◆ GOAL: Copy out every one of the rows below word for word, keeping their order.

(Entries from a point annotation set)
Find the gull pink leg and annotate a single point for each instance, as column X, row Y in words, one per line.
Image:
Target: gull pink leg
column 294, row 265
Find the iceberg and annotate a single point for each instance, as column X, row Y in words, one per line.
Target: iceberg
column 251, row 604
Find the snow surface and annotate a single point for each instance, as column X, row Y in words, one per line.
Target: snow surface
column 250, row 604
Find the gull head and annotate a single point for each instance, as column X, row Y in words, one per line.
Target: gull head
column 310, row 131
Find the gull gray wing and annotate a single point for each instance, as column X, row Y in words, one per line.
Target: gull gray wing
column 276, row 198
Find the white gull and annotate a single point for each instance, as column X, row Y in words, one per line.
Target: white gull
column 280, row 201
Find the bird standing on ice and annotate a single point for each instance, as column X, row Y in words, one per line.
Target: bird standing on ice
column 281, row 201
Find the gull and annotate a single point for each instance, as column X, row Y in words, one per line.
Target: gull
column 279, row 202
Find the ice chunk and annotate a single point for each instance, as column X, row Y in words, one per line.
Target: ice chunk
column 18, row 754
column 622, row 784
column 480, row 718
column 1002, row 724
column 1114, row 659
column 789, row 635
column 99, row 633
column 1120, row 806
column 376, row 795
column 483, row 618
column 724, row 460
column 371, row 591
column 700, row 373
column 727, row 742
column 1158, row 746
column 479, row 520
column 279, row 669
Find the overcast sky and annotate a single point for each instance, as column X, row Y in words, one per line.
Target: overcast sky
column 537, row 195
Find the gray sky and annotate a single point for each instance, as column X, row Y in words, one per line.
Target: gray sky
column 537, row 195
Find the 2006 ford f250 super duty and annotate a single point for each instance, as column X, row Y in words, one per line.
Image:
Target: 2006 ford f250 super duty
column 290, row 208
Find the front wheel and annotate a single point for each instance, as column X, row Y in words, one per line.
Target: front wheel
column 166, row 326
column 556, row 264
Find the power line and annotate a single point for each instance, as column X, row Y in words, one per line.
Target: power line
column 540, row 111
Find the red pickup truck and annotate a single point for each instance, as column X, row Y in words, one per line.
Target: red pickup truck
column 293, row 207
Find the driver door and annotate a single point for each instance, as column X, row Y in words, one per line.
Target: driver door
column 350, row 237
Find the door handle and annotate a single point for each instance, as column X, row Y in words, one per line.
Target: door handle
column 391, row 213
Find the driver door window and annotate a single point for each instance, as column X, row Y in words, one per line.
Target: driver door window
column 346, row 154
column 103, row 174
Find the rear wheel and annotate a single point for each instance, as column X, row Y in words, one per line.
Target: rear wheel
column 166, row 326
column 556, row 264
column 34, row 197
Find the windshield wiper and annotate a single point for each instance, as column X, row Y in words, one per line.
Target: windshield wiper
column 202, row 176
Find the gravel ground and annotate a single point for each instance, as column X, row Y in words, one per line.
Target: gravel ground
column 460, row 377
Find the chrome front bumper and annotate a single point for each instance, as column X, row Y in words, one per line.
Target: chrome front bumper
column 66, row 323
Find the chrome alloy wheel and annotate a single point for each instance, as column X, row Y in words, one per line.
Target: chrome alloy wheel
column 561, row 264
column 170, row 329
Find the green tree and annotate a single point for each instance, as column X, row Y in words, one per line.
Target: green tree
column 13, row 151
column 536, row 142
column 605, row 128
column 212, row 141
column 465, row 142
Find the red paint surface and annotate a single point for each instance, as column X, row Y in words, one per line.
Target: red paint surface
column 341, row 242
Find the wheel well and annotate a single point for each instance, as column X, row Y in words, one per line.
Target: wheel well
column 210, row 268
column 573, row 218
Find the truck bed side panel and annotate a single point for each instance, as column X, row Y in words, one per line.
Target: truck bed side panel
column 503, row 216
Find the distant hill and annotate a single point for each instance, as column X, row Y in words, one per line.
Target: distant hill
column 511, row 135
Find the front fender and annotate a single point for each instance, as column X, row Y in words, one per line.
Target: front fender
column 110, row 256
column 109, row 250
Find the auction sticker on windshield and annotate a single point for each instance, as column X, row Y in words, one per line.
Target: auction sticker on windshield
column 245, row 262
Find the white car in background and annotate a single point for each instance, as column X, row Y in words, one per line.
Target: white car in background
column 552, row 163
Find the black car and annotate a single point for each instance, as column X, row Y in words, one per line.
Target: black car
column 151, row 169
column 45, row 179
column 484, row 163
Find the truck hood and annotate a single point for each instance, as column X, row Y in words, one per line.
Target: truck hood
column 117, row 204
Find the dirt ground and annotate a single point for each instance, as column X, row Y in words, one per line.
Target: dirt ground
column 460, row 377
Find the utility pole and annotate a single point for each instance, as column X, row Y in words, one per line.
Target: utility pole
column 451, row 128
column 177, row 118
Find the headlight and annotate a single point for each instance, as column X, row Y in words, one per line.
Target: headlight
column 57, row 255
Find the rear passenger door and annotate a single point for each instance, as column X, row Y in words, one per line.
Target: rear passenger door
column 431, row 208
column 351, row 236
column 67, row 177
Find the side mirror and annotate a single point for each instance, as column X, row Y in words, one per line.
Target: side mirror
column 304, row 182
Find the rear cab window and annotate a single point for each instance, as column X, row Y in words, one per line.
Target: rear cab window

◆ SOLVED PROBLEM:
Find the gull pink leg and annotate a single point for each instance, as column X, row Y in words, one per line.
Image:
Target: gull pink leg
column 294, row 265
Find the iceberg and annotate a single point for each instance, as column X, row Y in words, one per line.
Target: iceberg
column 251, row 604
Find the snow surface and annotate a single point for each instance, as column X, row Y in words, one per line.
Target: snow surface
column 250, row 604
Find the gull head and annotate a single point for each instance, as column X, row Y in words, one per line.
Target: gull head
column 310, row 131
Find the gull gray wing and annotate a single point for each instance, as column X, row Y in words, one per line.
Target: gull gray wing
column 276, row 198
Find the white gull and annotate a single point for each instance, as column X, row Y in words, one per line.
Target: white gull
column 280, row 201
Find the bird standing on ice and annotate a single point for each instance, as column X, row Y in words, one per line.
Target: bird standing on ice
column 281, row 201
Find the gull and annotate a single point for each instance, as column X, row Y in words, one per line.
Target: gull
column 279, row 202
Find the ice chunk and annotate a single point for each instance, as column X, row Y in words, one per line.
Target: ice chunk
column 18, row 754
column 622, row 784
column 480, row 718
column 1002, row 724
column 1114, row 659
column 789, row 635
column 99, row 633
column 1120, row 806
column 376, row 795
column 483, row 618
column 724, row 460
column 371, row 591
column 700, row 373
column 727, row 742
column 1158, row 746
column 479, row 520
column 279, row 669
Find the overcast sky and annotate a single point for each instance, as column X, row Y in words, one per line.
Target: overcast sky
column 537, row 195
Find the gray sky and annotate a single point for each instance, as column X, row Y in words, one per line.
Target: gray sky
column 537, row 195
Find the 2006 ford f250 super duty and annotate a single point for each instance, as column X, row Y in words, one per line.
Image:
Target: 2006 ford f250 super duty
column 290, row 208
Find the front wheel and annotate a single point for each instance, as column X, row Y in words, one per line.
Target: front wheel
column 166, row 326
column 556, row 264
Find the power line and annotate a single point for each instance, as column X, row Y in words, one per line.
Target: power line
column 540, row 111
Find the red pickup truck and annotate a single point for each instance, as column X, row Y in words, one per line.
Target: red pickup truck
column 293, row 207
Find the driver door and annotate a single point for each instance, as column X, row Y in words, one per line.
Target: driver door
column 350, row 237
Find the door handle and annotate a single point for each instance, as column X, row Y in words, one per line.
Target: door handle
column 391, row 213
Find the driver door window and annotate a single point for each instance, as column X, row Y in words, one per line.
Target: driver door window
column 346, row 154
column 103, row 174
Find the rear wheel and annotate a single point for each instance, as column X, row Y in words, one per line.
Target: rear wheel
column 166, row 326
column 556, row 264
column 34, row 197
Find the windshield wiper and annotate a single point for each instance, as column X, row Y in words, one per line.
Target: windshield wiper
column 202, row 176
Find the gravel ground and annotate a single point for each instance, as column X, row Y in words, one per line.
Target: gravel ground
column 460, row 377
Find the chrome front bumper and annotate a single point for each instance, as column X, row Y in words, one per line.
Target: chrome front bumper
column 66, row 323
Find the chrome alloy wheel and annotate a single point for each instance, as column X, row Y in words, one per line.
Target: chrome alloy wheel
column 561, row 264
column 170, row 329
Find the green tree and annotate a single point for each instance, as column X, row Y in words, one per line.
Target: green tree
column 13, row 151
column 536, row 142
column 605, row 128
column 212, row 141
column 465, row 142
Find the red paint surface and annotate a single point for each instance, as column X, row Y in words, one per line.
Target: red paint surface
column 341, row 242
Find the wheel well and annotate a single point for each instance, as column X, row Y in words, one per line.
Target: wheel well
column 210, row 268
column 573, row 218
Find the truck bed side panel and annotate a single point for each instance, as column X, row Y in words, one per line.
Target: truck bed side panel
column 503, row 216
Find the distant hill and annotate a single point for each instance, as column X, row Y in words, one per line.
Target: distant hill
column 511, row 135
Find the front fender and annotate a single point for each instance, as column X, row Y in words, one per line.
Target: front fender
column 110, row 256
column 109, row 250
Find the auction sticker on windshield and annotate a single point for each instance, as column X, row Y in words, one per line.
Target: auction sticker on windshield
column 245, row 262
Find the white car in background and annotate a single point for each instance, as column X, row Y in words, one per line.
Target: white car in background
column 552, row 163
Find the black car and annotate a single point for each instance, as column X, row Y in words, one per line.
Target: black car
column 151, row 169
column 45, row 179
column 484, row 163
Find the truck hood and annotate a single point for each instance, as column X, row Y in words, one per line.
Target: truck hood
column 117, row 204
Find the dirt ground and annotate a single point for each instance, as column X, row Y in words, one per line.
Target: dirt ground
column 460, row 377
Find the utility pole and annotate a single point for each instance, as column X, row Y in words, one per line.
Target: utility pole
column 451, row 128
column 177, row 118
Find the headlight and annotate a single point for each instance, as column X, row Y in words, one per line.
Target: headlight
column 57, row 255
Find the rear passenger door and annotate a single point for each instance, as column X, row Y in words, one per line.
Target: rear passenger door
column 431, row 208
column 351, row 236
column 67, row 177
Find the side mirror and annotate a single point for each instance, as column X, row Y in words, one per line.
Target: side mirror
column 304, row 182
Find the rear cab window and annotate a single point for each instance, as column X, row Y in words, one per line.
Target: rear cab window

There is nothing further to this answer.